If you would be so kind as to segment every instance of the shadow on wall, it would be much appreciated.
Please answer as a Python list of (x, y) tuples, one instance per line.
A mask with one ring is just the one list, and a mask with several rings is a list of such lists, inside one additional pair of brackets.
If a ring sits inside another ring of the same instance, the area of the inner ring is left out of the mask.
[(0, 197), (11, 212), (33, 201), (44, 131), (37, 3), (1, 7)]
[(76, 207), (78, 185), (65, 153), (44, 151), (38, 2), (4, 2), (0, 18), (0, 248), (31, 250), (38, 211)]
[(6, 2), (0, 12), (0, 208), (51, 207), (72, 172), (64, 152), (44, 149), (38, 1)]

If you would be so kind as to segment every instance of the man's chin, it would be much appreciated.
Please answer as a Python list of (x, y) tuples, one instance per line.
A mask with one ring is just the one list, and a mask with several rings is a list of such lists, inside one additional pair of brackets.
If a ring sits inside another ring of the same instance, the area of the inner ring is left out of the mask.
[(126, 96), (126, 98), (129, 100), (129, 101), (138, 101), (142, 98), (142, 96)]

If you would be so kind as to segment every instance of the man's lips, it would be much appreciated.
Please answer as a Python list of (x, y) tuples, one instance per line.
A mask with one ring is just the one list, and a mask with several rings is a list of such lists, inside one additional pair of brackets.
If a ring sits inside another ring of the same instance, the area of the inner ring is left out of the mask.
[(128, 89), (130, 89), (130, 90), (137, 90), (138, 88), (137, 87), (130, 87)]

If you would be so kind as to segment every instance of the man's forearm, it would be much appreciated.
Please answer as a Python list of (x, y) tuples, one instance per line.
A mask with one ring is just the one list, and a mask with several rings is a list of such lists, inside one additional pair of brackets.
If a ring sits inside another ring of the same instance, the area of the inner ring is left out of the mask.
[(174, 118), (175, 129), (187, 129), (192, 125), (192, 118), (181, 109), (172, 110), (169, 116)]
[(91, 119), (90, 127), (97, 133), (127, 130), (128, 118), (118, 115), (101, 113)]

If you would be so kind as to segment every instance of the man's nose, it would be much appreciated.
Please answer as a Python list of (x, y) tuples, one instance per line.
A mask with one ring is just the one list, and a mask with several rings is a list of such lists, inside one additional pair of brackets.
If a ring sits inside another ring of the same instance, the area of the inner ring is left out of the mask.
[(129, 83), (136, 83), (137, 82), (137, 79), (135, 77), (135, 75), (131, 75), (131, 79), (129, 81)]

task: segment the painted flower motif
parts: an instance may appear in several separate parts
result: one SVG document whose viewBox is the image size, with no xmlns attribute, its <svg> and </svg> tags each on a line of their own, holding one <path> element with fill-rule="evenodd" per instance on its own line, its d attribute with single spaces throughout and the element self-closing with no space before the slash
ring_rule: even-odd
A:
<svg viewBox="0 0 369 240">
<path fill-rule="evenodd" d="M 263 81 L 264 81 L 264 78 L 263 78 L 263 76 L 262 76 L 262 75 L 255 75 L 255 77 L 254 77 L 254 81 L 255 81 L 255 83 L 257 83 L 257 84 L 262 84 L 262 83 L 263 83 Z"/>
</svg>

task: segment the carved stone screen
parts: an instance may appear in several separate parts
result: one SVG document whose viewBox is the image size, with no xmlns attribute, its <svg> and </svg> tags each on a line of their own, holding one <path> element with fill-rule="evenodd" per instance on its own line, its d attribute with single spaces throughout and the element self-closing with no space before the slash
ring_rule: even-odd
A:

> TASK BRIEF:
The reply must present every entry, transcribed with its exact wording.

> SOLUTION:
If you would be so kind as to segment every instance of the shadow on wall, it would be much appreciated.
Please answer as a Python list of (x, y) tuples, one instance per line.
A mask with one ring is just the one list, and a mask with several rings is a list of such lists, inside one additional pair of brackets.
If a ring sits inside another ring of the same instance, the area of the inner ring is left out of the mask.
[(0, 197), (11, 212), (33, 201), (44, 131), (37, 3), (1, 7)]
[(76, 207), (78, 185), (65, 153), (44, 151), (38, 2), (4, 2), (0, 18), (0, 248), (31, 250), (38, 211)]
[(6, 2), (0, 12), (0, 208), (51, 207), (72, 172), (64, 152), (44, 149), (38, 1)]

If you would be so kind as to segment every instance of the man's chin, it would be much appreciated.
Please answer as a Python list of (x, y) tuples, one instance per line.
A mask with one ring is just the one list, and a mask with several rings is a list of such lists, inside one additional pair of brackets.
If a ring sits inside another ring of the same instance, the area of the inner ring is left out of the mask.
[(126, 96), (126, 98), (129, 100), (129, 101), (138, 101), (142, 98), (142, 96)]

If you would be so kind as to segment every instance of the man's lips, it would be much appreciated.
Please answer as a Python list of (x, y) tuples, one instance per line.
A mask with one ring is just the one list, and a mask with several rings is a list of such lists, inside one additional pair of brackets.
If a ring sits inside another ring of the same instance, the area of the inner ring is left out of the mask.
[(128, 89), (130, 89), (130, 90), (137, 90), (138, 88), (137, 87), (130, 87)]

If you would be so kind as to segment every instance of the man's forearm, it would be much appreciated.
Please answer as a Python list of (x, y) tuples, one instance per line.
A mask with one ring is just the one list, and a mask with several rings is a list of such lists, inside one additional pair of brackets.
If a ring sits inside another ring of the same instance, the area of the inner ring is left out of the mask.
[(174, 118), (175, 129), (187, 129), (192, 125), (192, 118), (181, 109), (172, 110), (169, 116)]
[(91, 119), (90, 127), (97, 133), (127, 130), (128, 118), (118, 115), (101, 113)]

If you would be so kind as to segment every instance of the man's nose, it would be much appreciated.
Please answer as a Python list of (x, y) tuples, one instance per line.
A mask with one ring is just the one list, and a mask with several rings is a list of such lists, inside one additional pair of brackets.
If a ring sits inside another ring of the same instance, the area of the inner ring is left out of the mask.
[(129, 83), (136, 83), (137, 82), (137, 79), (135, 77), (135, 75), (131, 75), (131, 79), (129, 81)]

task: segment the painted flower motif
parts: an instance may appear in several separate parts
result: one SVG document whose viewBox is the image size, with no xmlns attribute, its <svg> and </svg> tags each on a line of their own, holding one <path> element with fill-rule="evenodd" per instance on its own line, its d attribute with single spaces throughout and the element self-closing with no space before the slash
ring_rule: even-odd
A:
<svg viewBox="0 0 369 240">
<path fill-rule="evenodd" d="M 263 81 L 264 81 L 264 78 L 263 78 L 263 76 L 262 76 L 262 75 L 255 75 L 255 77 L 254 77 L 254 81 L 255 81 L 255 83 L 257 83 L 257 84 L 262 84 L 262 83 L 263 83 Z"/>
</svg>

task: segment the carved stone screen
parts: an instance may appear in several separate parts
result: one SVG document whose viewBox is the image size, with no xmlns attribute, its <svg> and </svg> tags each on a line of their own, holding one <path> element with fill-rule="evenodd" per instance on its own line, its d attribute with single spaces throughout and the element self-closing with no space before the slash
ring_rule: even-odd
A:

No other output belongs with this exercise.